What you have to do ▸ In the World Kidney Day text below, rewrite the paragraph beginning "Each geographical region can adopt" as a short bulleted list that keeps its main facts.

(Reading text)

March 13 2008 is World Kidney Day (WKD), which will be celebrated in more than 60 countries. Joel Kopple, founder of the International Federation of Kidney Foundations (IFKF), conceived the idea of WKD in 2003 and was instrumental in bringing it to fruition. A joint venture between the IFKF and the International Society of Nephrology (ISN), the first WKD was staged on March 7 2006. Kidney organizations in 45 countries enthusiastically embraced the first WKD, organizing health screening events, road shows, walkathons, public lectures and press conferences. It was clear that WKD was responding to an urgent need, and tapping into the tremendous energy and motivation of kidney health professionals, patients, and patients' friends and relatives across the globe.
WKD continues to emphasize that “kidney disease is common, harmful and treatable”. The day provides an opportunity to inform and educate health policy makers, individuals at the highest risk of developing chronic kidney disease (CKD), and the general public. Less than 5% of the general population knows the anatomical location and function of their kidneys! The theme of WKD 2008—“Amazing Kidneys!”—therefore reinforces the positive message that kidneys are wondrous organs.
“Never doubt that a small group of thoughtful, committed citizens can change the world: indeed, it's the only thing that ever has. (Margaret Mead)”
Each geographical region can adopt different priorities for WKD. Up to 90% of people with CKD remain unidentified, so the detection and management of CKD will be the focus of WKD in many locations. That CKD is a major public health problem is beyond dispute. It is obvious that an issue of this magnitude cannot be successfully managed by volunteer organizations alone. On WKD we must raise awareness about the heavy burden of CKD on individuals and health-care budgets, and put CKD on the agendas of governments and other institutions that shape health policy. WKD is an opportunity to launch high-profile initiatives and seek the endorsement of agencies that can help to ensure that such initiatives become embedded into routine health care.

(End Reading text)
(Input data)

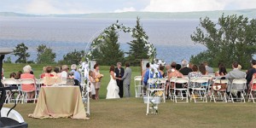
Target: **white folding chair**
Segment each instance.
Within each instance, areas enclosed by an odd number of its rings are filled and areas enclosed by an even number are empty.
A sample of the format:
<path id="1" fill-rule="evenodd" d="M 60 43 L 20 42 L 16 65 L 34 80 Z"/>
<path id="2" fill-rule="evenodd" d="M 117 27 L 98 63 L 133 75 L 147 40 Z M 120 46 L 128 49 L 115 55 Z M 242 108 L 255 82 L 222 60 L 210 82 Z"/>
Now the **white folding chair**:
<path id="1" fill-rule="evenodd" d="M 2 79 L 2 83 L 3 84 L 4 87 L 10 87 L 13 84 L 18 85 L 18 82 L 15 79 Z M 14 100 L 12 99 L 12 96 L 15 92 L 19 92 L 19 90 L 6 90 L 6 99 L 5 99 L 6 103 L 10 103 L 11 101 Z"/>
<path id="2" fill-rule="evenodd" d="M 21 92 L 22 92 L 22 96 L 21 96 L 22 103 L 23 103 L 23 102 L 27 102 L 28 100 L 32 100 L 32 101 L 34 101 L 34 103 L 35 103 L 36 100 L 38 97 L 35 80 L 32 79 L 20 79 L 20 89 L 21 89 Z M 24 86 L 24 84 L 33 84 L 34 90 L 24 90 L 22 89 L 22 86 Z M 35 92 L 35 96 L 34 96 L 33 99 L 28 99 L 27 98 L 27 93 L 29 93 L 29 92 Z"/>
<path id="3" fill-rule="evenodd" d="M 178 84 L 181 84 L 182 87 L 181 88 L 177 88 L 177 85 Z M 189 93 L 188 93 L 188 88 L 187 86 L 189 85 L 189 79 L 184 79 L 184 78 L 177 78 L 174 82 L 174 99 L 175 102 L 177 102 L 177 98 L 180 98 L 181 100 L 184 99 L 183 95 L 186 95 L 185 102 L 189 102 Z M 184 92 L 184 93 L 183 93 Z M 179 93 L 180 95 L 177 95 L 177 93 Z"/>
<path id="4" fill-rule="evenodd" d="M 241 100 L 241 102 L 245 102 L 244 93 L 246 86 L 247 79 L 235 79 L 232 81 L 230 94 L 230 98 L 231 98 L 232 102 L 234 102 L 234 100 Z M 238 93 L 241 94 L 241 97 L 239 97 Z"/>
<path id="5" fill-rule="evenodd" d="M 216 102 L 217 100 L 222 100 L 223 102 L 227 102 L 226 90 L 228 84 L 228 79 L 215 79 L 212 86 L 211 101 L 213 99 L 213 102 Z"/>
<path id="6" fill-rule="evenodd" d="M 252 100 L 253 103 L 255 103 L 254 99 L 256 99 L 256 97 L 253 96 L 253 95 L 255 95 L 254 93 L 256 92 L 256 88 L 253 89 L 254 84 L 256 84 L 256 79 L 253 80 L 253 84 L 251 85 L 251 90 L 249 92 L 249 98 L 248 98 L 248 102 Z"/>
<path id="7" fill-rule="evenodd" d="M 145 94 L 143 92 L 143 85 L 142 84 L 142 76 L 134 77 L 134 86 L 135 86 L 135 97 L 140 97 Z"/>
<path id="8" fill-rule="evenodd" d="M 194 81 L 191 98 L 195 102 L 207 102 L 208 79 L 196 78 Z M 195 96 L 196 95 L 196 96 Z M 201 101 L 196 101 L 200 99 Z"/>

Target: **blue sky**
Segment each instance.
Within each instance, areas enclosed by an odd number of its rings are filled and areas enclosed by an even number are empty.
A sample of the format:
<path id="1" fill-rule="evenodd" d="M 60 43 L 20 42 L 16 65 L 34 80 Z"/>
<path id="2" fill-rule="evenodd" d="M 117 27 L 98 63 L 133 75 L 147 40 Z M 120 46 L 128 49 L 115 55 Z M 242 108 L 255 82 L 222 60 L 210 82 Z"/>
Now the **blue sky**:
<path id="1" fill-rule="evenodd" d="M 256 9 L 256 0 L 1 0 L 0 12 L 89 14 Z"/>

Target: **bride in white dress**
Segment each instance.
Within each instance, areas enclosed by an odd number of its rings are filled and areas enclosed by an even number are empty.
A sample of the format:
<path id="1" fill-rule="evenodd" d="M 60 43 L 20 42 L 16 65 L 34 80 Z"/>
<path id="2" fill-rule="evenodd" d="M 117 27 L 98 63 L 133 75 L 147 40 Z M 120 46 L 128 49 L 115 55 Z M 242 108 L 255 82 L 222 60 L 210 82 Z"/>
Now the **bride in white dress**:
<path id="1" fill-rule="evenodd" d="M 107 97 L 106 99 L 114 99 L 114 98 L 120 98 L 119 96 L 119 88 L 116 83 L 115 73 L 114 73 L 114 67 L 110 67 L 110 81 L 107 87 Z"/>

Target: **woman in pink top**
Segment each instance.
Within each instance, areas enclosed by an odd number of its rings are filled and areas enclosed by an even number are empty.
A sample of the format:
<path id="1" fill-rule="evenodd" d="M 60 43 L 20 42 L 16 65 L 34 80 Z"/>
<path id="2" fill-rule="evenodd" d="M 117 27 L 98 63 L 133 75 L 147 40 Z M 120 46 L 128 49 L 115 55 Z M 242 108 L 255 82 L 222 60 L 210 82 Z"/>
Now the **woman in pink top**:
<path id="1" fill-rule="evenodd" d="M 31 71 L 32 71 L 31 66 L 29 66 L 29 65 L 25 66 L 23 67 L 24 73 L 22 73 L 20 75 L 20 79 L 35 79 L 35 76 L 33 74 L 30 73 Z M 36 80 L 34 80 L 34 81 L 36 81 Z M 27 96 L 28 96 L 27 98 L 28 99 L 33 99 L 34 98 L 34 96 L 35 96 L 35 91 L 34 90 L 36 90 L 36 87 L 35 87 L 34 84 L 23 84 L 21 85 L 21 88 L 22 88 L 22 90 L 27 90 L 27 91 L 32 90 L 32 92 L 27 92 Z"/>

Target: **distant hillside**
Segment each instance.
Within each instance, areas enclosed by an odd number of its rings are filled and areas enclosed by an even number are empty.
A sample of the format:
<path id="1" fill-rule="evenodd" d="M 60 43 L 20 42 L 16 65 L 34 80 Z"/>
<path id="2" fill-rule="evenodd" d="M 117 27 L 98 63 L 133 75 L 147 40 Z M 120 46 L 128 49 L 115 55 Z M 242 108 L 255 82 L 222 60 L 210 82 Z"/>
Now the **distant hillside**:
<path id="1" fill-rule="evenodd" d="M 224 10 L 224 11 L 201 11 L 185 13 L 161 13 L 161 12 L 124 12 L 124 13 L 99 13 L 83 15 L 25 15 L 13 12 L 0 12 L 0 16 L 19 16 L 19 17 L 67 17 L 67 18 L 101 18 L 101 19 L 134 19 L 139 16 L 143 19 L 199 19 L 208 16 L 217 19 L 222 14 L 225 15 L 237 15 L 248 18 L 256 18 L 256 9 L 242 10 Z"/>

(End Input data)

Solution to this exercise ▸
- Each geographical region can set its own priorities for World Kidney Day.
- Up to 90% of people with chronic kidney disease (CKD) remain unidentified, so many locations will focus on detecting and managing CKD.
- CKD is a major public health problem that volunteer organizations cannot manage alone.
- The day should raise awareness of the heavy burden CKD places on individuals and health-care budgets.
- It should also put CKD on the agendas of governments and other institutions that shape health policy.
- It is a chance to launch high-profile initiatives and to seek the endorsement of agencies that can help make them part of routine health care.